1 Der Antragsteller begehrt Eilrechtsschutz gegen die Planfeststellung einer Höchstspannungsfreileitung.

2 Der Beschluss der Bezirksregierung Arnsberg vom 7. Juli 2022 (PFB) stellt den Plan für die Errichtung und den Betrieb der 380-kV-Höchstspannungsfreileitung im Abschnitt Punkt Attendorn − Landesgrenze Rheinland-Pfalz in Oberschelden, Stadt Siegen (Bl. 4319), einer Bahnstromleitung und der Umspannanlage Junkernhees fest. Die 380-kV-Leitung ist Abschnitt C des als Nr. 19 in den Bedarfsplan zum Energieleitungsausbaugesetz (EnLAG) aufgenommenen Vorhabens "Neubau Höchstspannungsleitung Kruckel - Dauersberg, Nennspannung 380 kV".

3 Die planfestgestellte Leitung verläuft vom Punkt Attendorn bis zum Punkt Mecklinghausen überwiegend in den Trassenräumen der rückzubauenden 220-kV-Höchstspannungsfreileitung (Bl. 2319) und der 110-kV-Bahnstromleitung DB 0474. Der Antragsteller wendet sich gegen die Leitungsführung im Bereich der Ortslage von Helden zwischen Mast 309 bis 313. Die planfestgestellte Leitung (Bl. 4319) verlässt dort den vorhandenen Trassenraum und verschwenkt - zusammen mit der künftig auf dem Gestänge mitzuführenden Bahnstromleitung DB 0474 - auf einer Länge von ca. 1,4 km kleinräumig in Richtung Osten um eine Sportanlage herum.

4 Der Antragsteller ist Eigentümer und Pächter von landwirtschaftlich genutzten Flächen, die im Bereich der östlichen Verschwenkung für einen Maststandort (M 311) und für einen Teil des Schutzstreifens sowie als Arbeitsfläche während der Bauphase in Anspruch genommen werden. Er begehrt die Anordnung der aufschiebenden Wirkung seiner in der Hauptsache erhobenen Klage und macht geltend, der Planfeststellungsbeschluss sei bezüglich der östlichen Verschwenkung im Bereich von Helden abwägungsfehlerhaft. Der Verbleib in der Bestandstrasse dränge sich auf.

5 Der Antragsgegner und die Beigeladene zu 1 treten dem Antrag entgegen und verteidigen den Planfeststellungsbeschluss. Die Beigeladene zu 2 hat sich nicht geäußert.

Aufgabe |
Gib bitte aus dem Auszug zum Eilverfahren gegen die Höchstspannungsfreileitung die Passage von „5 Der Antragsgegner“ bis einschließlich „sich nicht geäußert.“ wortgetreu wieder. Die Einträge haben damit nichts zu tun.

Bereitgestellte Einträge |
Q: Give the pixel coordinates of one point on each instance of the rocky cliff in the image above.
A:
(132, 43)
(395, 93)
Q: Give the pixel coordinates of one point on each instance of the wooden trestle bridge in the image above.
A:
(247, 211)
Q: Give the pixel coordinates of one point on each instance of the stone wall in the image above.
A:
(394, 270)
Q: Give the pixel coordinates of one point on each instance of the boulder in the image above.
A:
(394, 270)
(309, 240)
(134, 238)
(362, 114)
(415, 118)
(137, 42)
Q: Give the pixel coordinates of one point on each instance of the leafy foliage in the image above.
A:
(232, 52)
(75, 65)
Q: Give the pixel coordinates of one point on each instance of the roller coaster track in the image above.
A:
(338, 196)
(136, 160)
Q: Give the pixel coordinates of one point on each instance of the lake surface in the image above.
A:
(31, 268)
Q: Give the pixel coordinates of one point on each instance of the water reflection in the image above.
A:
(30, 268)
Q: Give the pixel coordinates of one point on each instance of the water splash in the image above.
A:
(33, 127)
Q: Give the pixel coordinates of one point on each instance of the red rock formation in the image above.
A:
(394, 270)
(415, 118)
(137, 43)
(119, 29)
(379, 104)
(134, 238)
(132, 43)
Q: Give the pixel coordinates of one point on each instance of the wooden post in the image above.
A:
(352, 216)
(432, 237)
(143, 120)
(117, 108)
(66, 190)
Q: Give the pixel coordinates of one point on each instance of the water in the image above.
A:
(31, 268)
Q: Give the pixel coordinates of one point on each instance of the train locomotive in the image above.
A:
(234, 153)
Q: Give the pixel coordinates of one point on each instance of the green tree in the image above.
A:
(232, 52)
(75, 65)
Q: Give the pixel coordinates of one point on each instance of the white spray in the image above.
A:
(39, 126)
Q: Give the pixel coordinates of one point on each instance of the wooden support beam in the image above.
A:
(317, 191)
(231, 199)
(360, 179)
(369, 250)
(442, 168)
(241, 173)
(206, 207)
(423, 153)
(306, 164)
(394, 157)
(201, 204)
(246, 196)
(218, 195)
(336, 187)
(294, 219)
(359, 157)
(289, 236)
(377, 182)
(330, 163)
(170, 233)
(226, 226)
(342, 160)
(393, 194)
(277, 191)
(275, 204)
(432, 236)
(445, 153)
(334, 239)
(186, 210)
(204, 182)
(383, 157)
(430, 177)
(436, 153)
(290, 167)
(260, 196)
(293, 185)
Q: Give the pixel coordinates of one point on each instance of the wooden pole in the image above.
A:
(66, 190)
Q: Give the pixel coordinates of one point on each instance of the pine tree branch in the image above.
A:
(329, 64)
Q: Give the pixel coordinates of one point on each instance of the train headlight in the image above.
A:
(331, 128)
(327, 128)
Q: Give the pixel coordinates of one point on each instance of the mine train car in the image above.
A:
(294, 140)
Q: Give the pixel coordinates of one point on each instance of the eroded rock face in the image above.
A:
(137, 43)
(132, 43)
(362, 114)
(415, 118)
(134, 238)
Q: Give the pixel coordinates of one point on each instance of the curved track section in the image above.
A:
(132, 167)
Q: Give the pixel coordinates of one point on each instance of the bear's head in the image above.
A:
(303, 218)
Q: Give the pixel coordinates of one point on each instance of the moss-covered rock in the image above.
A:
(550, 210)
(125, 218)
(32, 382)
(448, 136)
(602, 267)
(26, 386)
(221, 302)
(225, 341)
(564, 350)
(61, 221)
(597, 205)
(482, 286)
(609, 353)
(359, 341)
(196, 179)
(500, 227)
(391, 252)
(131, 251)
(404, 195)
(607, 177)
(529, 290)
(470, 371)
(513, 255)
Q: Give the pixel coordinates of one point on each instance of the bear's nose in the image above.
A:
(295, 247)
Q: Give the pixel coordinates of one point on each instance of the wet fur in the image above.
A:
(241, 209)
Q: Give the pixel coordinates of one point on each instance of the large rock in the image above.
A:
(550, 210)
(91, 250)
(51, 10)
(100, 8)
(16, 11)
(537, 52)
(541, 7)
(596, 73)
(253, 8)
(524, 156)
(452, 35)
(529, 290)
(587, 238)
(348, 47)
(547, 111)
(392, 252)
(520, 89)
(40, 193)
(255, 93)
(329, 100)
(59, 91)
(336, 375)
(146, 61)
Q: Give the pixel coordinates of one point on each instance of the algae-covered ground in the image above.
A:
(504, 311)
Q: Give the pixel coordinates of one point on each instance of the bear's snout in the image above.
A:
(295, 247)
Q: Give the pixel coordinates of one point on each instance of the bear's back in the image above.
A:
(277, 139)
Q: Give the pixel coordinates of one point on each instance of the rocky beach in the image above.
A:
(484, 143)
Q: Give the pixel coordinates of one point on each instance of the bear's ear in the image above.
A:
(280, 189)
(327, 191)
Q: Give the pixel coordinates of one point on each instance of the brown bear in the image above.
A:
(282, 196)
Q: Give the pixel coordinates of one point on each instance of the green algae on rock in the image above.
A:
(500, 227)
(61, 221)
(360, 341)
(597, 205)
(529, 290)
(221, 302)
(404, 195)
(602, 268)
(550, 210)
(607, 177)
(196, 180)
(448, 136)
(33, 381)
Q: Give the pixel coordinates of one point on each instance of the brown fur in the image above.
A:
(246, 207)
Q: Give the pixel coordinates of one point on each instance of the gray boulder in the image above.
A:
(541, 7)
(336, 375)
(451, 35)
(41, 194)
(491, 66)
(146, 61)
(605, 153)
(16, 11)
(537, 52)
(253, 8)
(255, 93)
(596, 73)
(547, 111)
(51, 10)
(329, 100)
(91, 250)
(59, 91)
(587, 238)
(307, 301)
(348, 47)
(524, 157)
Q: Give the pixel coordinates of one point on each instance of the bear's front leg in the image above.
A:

Lösung |
5 Der Antragsgegner und die Beigeladene zu 1 treten dem Antrag entgegen und verteidigen den Planfeststellungsbeschluss. Die Beigeladene zu 2 hat sich nicht geäußert.